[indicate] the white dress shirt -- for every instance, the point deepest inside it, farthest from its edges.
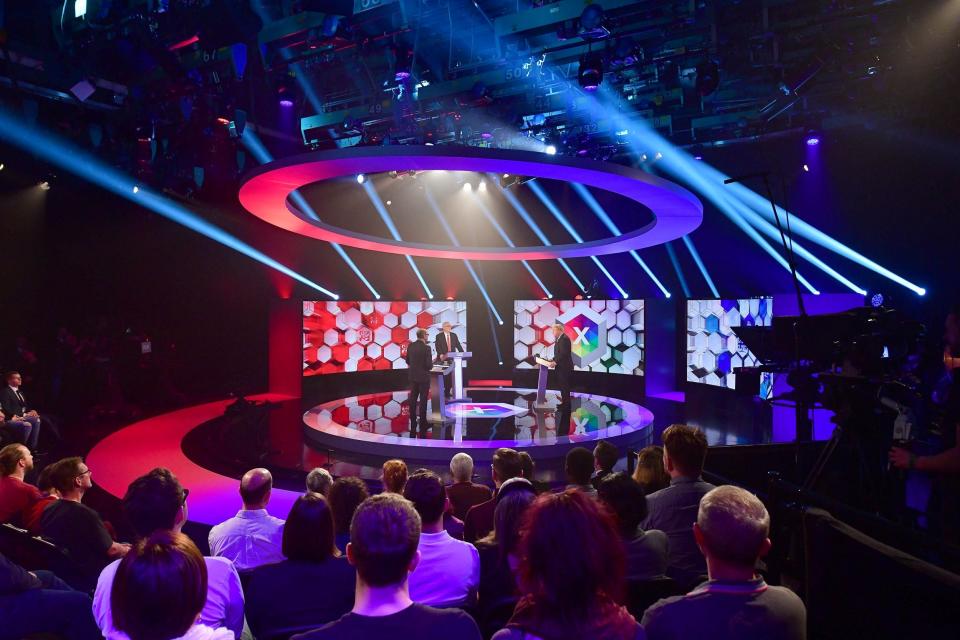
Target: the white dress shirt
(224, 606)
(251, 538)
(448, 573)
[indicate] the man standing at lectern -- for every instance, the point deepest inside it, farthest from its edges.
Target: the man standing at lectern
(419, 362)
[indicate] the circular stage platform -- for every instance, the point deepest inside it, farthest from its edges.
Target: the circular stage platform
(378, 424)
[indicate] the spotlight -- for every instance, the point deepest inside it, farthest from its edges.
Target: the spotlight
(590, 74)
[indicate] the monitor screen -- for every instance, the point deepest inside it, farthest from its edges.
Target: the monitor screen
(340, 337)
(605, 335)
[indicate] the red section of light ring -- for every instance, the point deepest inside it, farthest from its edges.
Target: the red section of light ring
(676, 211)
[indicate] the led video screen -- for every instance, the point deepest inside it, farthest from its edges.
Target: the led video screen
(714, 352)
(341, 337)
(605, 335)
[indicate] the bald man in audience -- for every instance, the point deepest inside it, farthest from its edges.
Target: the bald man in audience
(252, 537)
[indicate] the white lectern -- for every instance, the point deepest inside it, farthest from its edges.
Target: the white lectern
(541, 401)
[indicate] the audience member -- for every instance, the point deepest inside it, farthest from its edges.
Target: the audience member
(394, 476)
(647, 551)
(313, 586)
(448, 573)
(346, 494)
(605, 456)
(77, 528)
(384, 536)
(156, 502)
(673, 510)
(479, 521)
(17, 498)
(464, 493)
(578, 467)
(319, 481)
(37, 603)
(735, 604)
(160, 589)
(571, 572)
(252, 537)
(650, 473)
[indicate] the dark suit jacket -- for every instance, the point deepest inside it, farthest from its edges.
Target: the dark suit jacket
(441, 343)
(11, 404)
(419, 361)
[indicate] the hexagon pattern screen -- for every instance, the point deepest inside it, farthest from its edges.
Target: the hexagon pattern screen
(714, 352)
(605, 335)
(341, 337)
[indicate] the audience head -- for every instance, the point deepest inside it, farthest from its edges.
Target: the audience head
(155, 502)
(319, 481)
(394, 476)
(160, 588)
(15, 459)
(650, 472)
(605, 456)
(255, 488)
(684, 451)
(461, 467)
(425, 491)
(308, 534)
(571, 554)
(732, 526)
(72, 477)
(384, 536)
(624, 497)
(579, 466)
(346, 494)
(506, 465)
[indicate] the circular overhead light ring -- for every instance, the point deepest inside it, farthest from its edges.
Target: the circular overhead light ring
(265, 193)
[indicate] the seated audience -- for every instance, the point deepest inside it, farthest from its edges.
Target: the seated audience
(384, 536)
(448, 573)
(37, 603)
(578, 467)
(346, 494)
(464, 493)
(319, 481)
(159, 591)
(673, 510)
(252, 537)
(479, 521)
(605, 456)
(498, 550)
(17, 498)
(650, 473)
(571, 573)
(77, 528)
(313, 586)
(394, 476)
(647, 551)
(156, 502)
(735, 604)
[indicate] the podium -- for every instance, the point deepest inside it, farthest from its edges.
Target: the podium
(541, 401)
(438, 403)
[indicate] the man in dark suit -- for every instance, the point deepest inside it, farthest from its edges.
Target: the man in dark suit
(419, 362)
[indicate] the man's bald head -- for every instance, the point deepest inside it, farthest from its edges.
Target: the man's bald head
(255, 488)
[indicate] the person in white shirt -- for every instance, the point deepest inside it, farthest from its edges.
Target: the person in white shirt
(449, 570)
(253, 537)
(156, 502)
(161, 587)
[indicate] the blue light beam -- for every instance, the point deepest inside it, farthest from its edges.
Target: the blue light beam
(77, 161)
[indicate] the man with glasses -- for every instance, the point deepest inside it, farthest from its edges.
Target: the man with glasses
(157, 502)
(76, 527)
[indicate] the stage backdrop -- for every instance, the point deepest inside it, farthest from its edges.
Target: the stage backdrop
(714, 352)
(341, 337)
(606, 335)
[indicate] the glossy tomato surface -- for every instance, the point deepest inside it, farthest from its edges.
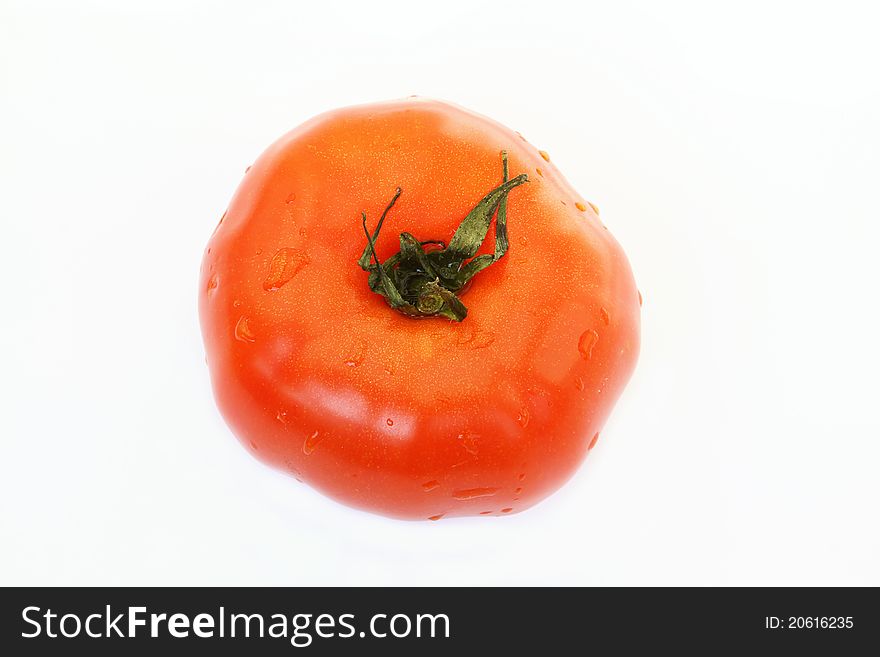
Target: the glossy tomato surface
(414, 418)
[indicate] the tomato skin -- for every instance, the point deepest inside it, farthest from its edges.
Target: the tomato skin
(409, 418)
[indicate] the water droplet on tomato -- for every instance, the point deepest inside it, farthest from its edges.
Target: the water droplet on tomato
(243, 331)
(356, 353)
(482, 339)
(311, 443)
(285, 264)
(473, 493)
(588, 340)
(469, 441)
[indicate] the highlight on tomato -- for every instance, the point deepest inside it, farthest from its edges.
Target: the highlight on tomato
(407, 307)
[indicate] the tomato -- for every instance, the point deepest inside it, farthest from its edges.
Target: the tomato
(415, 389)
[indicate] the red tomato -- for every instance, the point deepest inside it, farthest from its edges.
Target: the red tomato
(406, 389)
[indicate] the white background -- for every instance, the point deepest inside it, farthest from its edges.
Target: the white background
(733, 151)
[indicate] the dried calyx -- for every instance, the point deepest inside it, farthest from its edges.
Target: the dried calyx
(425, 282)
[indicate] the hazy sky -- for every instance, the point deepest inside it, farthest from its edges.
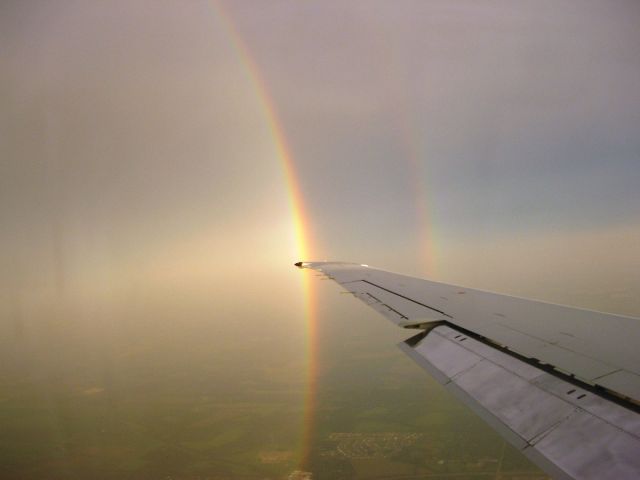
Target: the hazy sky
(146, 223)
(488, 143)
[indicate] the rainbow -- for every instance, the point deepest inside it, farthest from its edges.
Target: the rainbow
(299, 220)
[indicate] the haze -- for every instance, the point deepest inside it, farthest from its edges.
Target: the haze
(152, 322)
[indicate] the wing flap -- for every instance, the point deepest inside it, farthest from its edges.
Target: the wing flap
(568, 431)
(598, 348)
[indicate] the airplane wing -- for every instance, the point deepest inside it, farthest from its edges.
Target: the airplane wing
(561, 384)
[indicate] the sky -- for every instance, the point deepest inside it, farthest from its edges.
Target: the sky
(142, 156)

....

» What to work on
Would you return the records exactly, keeping out every picture?

» Reply to the exercise
[indicate] the white dress shirt -- for every instance, the point deepest inside it, farthest from its edges.
Target: the white dress shirt
(224, 606)
(251, 538)
(448, 573)
[indicate] the man standing at lectern -- for every instance, the point deepest inside it, farthest from its edges.
Target: the man standing at lectern
(419, 362)
[indicate] the circular stage platform -- for every instance, the point deepest inside it, farthest from its edges.
Target: the circular stage platform
(378, 424)
[indicate] the spotlight -- for every instance, the point deepest inside it, farthest from its edges.
Target: the spotlight
(590, 74)
[indicate] the monitor screen -- for every instance, the point deepest inside it, farthest from its edges.
Target: the monitor screen
(340, 337)
(605, 335)
[indicate] the red section of light ring -- for every instance, the point deepest inside it, farthest from its edges.
Target: the red section of light ring
(676, 211)
[indicate] the led video screen -- for every instance, the point deepest inside it, farthest from its edges.
Target: the led video screen
(714, 352)
(341, 337)
(605, 335)
[indicate] the bald man in audience -- for every instance, the point deepest inside it, farthest from its edges.
Target: the bald man in audience
(252, 537)
[indicate] the white lectern -- for every instance, the point deepest inside it, farthest from its edges.
Target: the white lectern
(541, 401)
[indicate] the audience member -- for every instance, the point deepest inside it, farthest from its edges.
Target: the audience member
(394, 476)
(647, 551)
(313, 586)
(448, 573)
(346, 494)
(605, 456)
(77, 528)
(384, 536)
(156, 502)
(673, 510)
(479, 521)
(17, 498)
(464, 493)
(578, 467)
(319, 481)
(37, 603)
(735, 604)
(160, 589)
(571, 572)
(252, 537)
(650, 473)
[indicate] the dark suit jacket -- for every instance, the point deepest inside it, farthest from its edges.
Target: the dark suit jacket
(441, 343)
(11, 404)
(419, 361)
[indicate] the hexagon pattern screen -- for every instance, the point deepest inside it, farthest from its edges.
Target: the hexagon pattern screen
(714, 352)
(605, 335)
(341, 337)
[indicate] the audience head -- for every instance, the point deepest inside it, farthest from its edges.
Target: the audience head
(155, 502)
(319, 481)
(394, 476)
(160, 588)
(15, 459)
(650, 472)
(605, 456)
(255, 488)
(684, 451)
(461, 467)
(425, 491)
(308, 534)
(571, 554)
(732, 526)
(72, 477)
(384, 536)
(624, 497)
(579, 466)
(346, 494)
(506, 465)
[indicate] the circular overhead light ring -- for every instance, the point deepest inside it, farthest from its edges.
Target: the circular overhead light ring
(265, 193)
[indicate] the seated audience -- for every instance, the point deepest inside it, farthest from its edges.
Target: the seated audience
(384, 536)
(448, 573)
(37, 603)
(578, 467)
(346, 494)
(464, 493)
(319, 481)
(159, 591)
(673, 510)
(252, 537)
(479, 521)
(605, 456)
(498, 550)
(17, 498)
(650, 473)
(571, 573)
(77, 528)
(313, 586)
(394, 476)
(647, 551)
(156, 502)
(735, 604)
[indicate] the podium -- for every instance, the point deepest inside it, farthest from its edges.
Target: the podium
(541, 401)
(438, 403)
[indicate] the man in dark suit -- for every instance, the point deepest inside it, farthest from its edges.
Target: the man in dark suit
(419, 362)
[indicate] the man's bald head -- for every instance, the point deepest inside it, farthest from its edges.
Target: the man's bald head
(255, 488)
[indicate] the person in white shirt -- for every instance, the point deepest inside it, farthest from its edges.
Target: the person in white shirt
(449, 570)
(253, 537)
(156, 502)
(161, 587)
[indicate] the blue light beam -- for every instance, the point deepest inside it, farthest from its edges.
Target: the blue light beam
(77, 161)
[indicate] the man with glasses -- for every instance, the point deepest inside it, farthest from its edges.
Target: the man with glasses
(157, 502)
(76, 527)
[indicate] the stage backdrop -- for every instance, the point deepest inside it, farthest from its edges.
Target: the stage backdrop
(714, 352)
(341, 337)
(606, 335)
[indicate] the glossy tomato surface -- for every instance, the point deepest inside it, farthest from its edges.
Target: the glossy tomato surface
(414, 418)
[indicate] the tomato skin -- for every instance, the point deepest inside it, farthest from its edges.
Target: the tomato skin
(409, 418)
[indicate] the water droplet on tomato -- for every instance, the point deepest inside it, farthest from its edges.
Target: the water droplet on tomato
(243, 331)
(356, 353)
(482, 339)
(311, 443)
(285, 264)
(473, 493)
(588, 340)
(469, 441)
[indicate] the highlight on tomato -- for every instance, the point deepest inside it, farthest from its edges.
Target: the highlight on tomato
(407, 307)
[indicate] the tomato -- for every instance, the point deepest inside it, farthest from its edges.
Target: the tomato
(415, 389)
[indicate] the red tomato -- for every instance, the point deepest inside it, farthest from its edges.
Target: the red tomato
(406, 389)
[indicate] the white background -- for every instance, the point deepest inside it, farthest from its edges.
Target: the white background
(733, 151)
[indicate] the dried calyx -- for every instance, the point deepest inside it, farthest from its edges.
Target: the dried calyx
(425, 282)
[indicate] the hazy sky -- for every instance, the point deepest inside it, farthest from its edges.
Target: the hazy sky
(146, 223)
(488, 143)
[indicate] the rainbow -- for every instance, the point deepest inside it, farthest from its edges.
Target: the rainbow
(299, 220)
[indicate] the haze -- for every instance, the point deepest inside it, farthest from its edges.
Target: the haze
(152, 322)
[indicate] the wing flap -- for every instance, the point deepest inside it, farthest from its edges.
Target: the wing flap
(568, 431)
(598, 348)
[indicate] the airplane wing -- for every instance, the point deepest inside it, farthest from its edges.
Target: the airplane wing
(561, 384)
[indicate] the sky -- for every instance, the point deepest inside it, farthest from its edges.
Target: the sky
(142, 156)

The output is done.